## RECORDED DATA
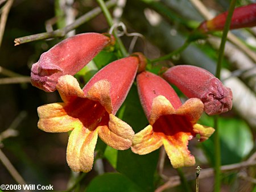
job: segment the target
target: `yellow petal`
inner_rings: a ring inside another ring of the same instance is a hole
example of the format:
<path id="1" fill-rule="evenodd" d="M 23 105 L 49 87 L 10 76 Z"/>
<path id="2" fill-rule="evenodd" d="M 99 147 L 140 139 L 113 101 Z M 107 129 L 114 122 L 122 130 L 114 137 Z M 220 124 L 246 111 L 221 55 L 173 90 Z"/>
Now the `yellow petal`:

## TASK BRIEF
Update all the records by changing every "yellow petal" to "orange petal" and keeping everything else the same. Don't include the pictures.

## WRITTEN SOLUTION
job: segment the target
target: `orange petal`
inner_rings: a ring inside another ring of the same instance is a hole
example of the format:
<path id="1" fill-rule="evenodd" d="M 23 105 L 49 87 L 10 76 Z"/>
<path id="2" fill-rule="evenodd" d="M 99 147 L 140 139 L 113 101 Z M 107 129 L 114 122 L 122 130 L 114 137 Z M 220 124 L 246 111 L 221 55 L 173 90 Z"/>
Now the `orange petal`:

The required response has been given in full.